◆ PROBLEM STATEMENT ◆
Exactly as written, retype the lines that run from the line holding "For this drill the class indicates the wooden beam" through the end of the records below. Do not include pictures.

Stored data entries
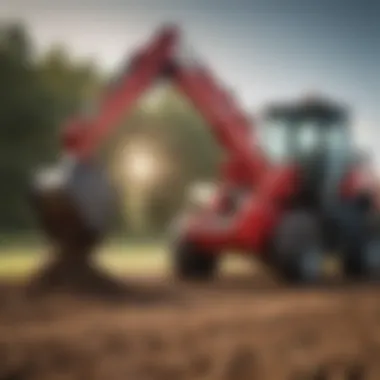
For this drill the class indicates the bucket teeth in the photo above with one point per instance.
(74, 203)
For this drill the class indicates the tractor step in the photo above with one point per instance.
(74, 202)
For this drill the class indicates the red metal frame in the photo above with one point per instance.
(251, 225)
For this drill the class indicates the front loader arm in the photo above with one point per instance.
(227, 121)
(83, 136)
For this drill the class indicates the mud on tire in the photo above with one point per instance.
(296, 251)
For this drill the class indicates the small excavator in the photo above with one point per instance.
(289, 192)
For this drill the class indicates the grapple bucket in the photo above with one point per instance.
(74, 202)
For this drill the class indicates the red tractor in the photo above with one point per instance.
(288, 191)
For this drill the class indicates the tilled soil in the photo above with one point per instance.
(231, 329)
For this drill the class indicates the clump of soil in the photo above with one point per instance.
(75, 273)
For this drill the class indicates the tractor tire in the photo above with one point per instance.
(297, 252)
(191, 263)
(361, 249)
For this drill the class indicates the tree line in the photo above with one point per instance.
(37, 92)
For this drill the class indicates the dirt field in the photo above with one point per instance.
(236, 328)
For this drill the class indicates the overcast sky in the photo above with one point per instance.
(264, 49)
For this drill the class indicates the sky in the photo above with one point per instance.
(264, 50)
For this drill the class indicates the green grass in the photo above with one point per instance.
(20, 261)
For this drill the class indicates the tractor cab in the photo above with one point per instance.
(315, 135)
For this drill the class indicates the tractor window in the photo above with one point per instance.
(275, 140)
(308, 137)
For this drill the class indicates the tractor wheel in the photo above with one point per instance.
(192, 263)
(297, 250)
(361, 253)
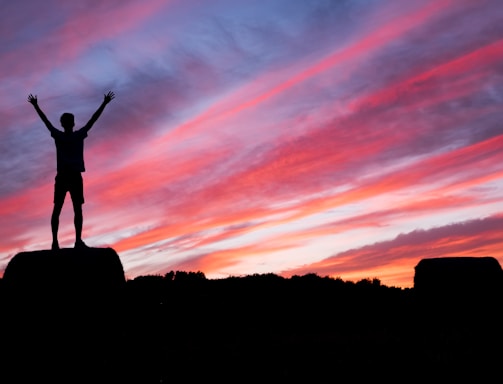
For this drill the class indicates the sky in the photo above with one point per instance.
(345, 138)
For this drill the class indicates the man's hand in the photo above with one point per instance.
(32, 99)
(108, 97)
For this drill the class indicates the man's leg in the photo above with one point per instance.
(77, 194)
(56, 211)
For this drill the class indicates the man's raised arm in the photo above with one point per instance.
(33, 101)
(106, 99)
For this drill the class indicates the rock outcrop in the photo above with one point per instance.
(62, 314)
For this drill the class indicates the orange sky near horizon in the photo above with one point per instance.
(347, 139)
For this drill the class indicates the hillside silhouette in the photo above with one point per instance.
(68, 323)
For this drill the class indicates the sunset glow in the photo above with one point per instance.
(344, 138)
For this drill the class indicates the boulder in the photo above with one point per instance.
(62, 316)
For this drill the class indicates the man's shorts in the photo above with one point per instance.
(69, 182)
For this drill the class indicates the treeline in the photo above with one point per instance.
(182, 327)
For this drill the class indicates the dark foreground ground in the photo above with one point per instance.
(184, 328)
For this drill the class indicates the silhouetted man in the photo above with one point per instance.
(70, 165)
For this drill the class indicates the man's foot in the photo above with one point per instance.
(80, 244)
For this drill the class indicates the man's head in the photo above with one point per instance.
(67, 121)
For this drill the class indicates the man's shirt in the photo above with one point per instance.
(69, 150)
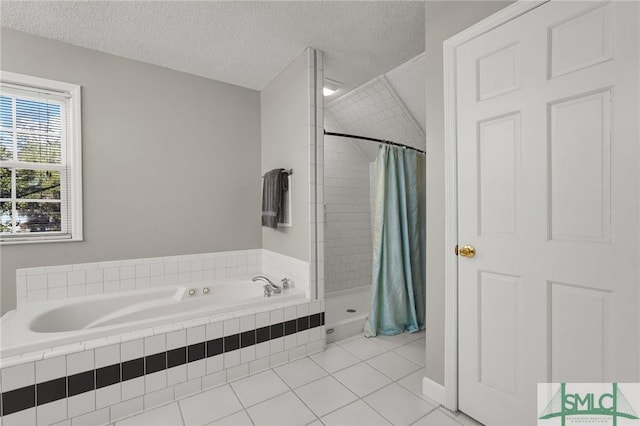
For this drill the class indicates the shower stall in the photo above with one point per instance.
(376, 110)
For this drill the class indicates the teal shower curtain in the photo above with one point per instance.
(399, 275)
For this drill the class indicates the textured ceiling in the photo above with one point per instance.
(238, 42)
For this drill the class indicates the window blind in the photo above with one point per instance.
(35, 166)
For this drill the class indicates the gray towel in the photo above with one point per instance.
(274, 186)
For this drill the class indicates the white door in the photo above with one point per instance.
(548, 160)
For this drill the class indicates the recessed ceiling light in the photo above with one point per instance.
(327, 92)
(330, 86)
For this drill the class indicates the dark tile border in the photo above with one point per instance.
(86, 381)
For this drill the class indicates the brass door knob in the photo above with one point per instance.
(467, 251)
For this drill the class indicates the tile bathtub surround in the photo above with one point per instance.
(66, 281)
(108, 375)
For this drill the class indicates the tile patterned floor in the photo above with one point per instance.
(356, 381)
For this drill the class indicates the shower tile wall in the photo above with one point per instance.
(347, 216)
(376, 110)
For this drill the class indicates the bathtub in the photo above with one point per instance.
(346, 312)
(42, 325)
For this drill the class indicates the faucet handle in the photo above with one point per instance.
(285, 283)
(268, 290)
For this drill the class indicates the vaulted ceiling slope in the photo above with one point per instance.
(246, 43)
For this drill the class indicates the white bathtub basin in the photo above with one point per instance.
(42, 325)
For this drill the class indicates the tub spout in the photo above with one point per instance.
(276, 289)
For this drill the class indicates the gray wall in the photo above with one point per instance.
(171, 161)
(443, 20)
(285, 108)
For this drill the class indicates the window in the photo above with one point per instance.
(40, 160)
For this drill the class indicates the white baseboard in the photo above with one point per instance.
(433, 390)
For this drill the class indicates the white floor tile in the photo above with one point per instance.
(283, 410)
(210, 405)
(355, 414)
(398, 405)
(465, 420)
(393, 365)
(334, 359)
(436, 418)
(414, 351)
(392, 342)
(325, 395)
(168, 415)
(300, 372)
(364, 348)
(362, 379)
(241, 418)
(259, 387)
(413, 383)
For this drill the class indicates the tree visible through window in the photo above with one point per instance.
(36, 173)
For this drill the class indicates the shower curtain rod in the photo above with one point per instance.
(344, 135)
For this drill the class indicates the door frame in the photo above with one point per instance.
(451, 185)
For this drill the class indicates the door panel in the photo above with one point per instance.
(548, 194)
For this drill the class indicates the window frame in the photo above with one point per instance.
(74, 158)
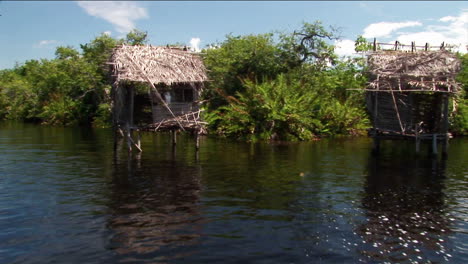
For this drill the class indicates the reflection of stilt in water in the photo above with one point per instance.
(405, 210)
(154, 209)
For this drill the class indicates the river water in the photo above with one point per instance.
(67, 197)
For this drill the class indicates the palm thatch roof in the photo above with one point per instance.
(158, 64)
(405, 71)
(417, 64)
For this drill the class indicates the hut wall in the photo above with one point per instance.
(413, 108)
(160, 112)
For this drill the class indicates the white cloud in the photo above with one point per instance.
(384, 29)
(121, 14)
(452, 30)
(344, 47)
(448, 19)
(195, 44)
(454, 33)
(45, 43)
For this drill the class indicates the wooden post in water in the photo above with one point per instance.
(197, 140)
(174, 137)
(445, 100)
(418, 139)
(434, 144)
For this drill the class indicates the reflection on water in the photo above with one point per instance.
(154, 209)
(406, 216)
(66, 197)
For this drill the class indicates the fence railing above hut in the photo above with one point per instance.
(413, 47)
(399, 71)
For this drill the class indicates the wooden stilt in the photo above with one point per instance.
(418, 139)
(445, 125)
(174, 137)
(138, 139)
(197, 141)
(376, 148)
(129, 139)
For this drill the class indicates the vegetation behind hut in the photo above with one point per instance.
(269, 86)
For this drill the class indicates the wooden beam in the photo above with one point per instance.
(158, 95)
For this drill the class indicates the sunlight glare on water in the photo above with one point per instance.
(66, 197)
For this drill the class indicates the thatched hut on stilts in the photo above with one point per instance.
(174, 79)
(408, 94)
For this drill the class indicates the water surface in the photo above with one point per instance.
(67, 197)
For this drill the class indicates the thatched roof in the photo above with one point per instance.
(417, 64)
(160, 64)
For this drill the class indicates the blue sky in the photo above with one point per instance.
(33, 29)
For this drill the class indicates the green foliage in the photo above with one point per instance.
(237, 58)
(136, 37)
(71, 89)
(361, 44)
(295, 89)
(287, 108)
(311, 44)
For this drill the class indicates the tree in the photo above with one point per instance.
(361, 44)
(136, 37)
(253, 57)
(309, 45)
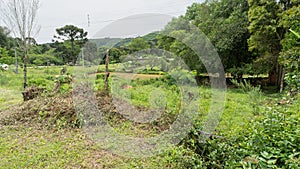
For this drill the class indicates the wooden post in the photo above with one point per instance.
(106, 71)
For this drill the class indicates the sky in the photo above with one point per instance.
(96, 15)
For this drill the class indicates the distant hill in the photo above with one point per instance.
(109, 42)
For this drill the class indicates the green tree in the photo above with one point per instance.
(266, 34)
(20, 17)
(290, 55)
(138, 44)
(73, 39)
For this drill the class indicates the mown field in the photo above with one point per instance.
(256, 130)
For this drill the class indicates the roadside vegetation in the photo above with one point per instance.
(257, 42)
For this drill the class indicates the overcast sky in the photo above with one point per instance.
(57, 13)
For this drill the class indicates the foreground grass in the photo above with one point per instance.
(35, 146)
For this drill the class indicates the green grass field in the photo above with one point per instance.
(27, 145)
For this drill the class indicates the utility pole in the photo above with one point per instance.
(106, 71)
(16, 71)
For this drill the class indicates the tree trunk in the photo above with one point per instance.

◆ THE RESULT ◆
For this drill the class indicates the wooden beam in the photo above with one point per instance.
(158, 95)
For this drill the class indicates the sunlight glare on water in the photo above with one point per instance.
(66, 197)
For this drill the class indicates the thatched hut on stilts in the photo above with one point per instance.
(174, 79)
(408, 94)
For this drill the class indicates the water surface in the photo above with one point per instance.
(67, 197)
For this drill the class indicates the thatched roof in the photo above with one point per instance.
(417, 64)
(160, 64)
For this drill the class indicates the blue sky in the photo above with one point per instance.
(33, 29)
For this drill the class indicates the green foliage in the photo above with one point per instance.
(237, 58)
(136, 37)
(71, 89)
(361, 44)
(295, 89)
(287, 108)
(311, 44)
For this drill the class indicates the tree in the photo above with one point per instance.
(361, 44)
(136, 37)
(253, 57)
(309, 45)
For this drill the class indicates the wooden post in the photo above with one point per instance.
(106, 71)
For this drill the class indicates the sky in the photo above with one point per instance.
(96, 15)
For this drill the class indicates the distant hill in the photo above with one point per instance.
(109, 42)
For this drill the class indicates the green tree in the photo above with one point per instance.
(266, 34)
(20, 17)
(290, 55)
(138, 44)
(73, 39)
For this drill the class indicates the mown field in the photo above with one point per instance.
(256, 130)
For this drill the class indicates the roadside vegetation in the photo above with one point per instance.
(257, 42)
For this drill the class indicates the overcast sky in the photo above with one point per instance.
(57, 13)
For this drill the class indicates the foreground grass in the photo above with one point per instance.
(35, 146)
For this drill the class indicates the green grass field in the photo above with one point per instance.
(27, 145)
For this drill the class indicates the utility pole in the photo above with one point per instance.
(106, 71)
(16, 71)
For this drill the class indicates the tree trunk in the photo above with one point per instance.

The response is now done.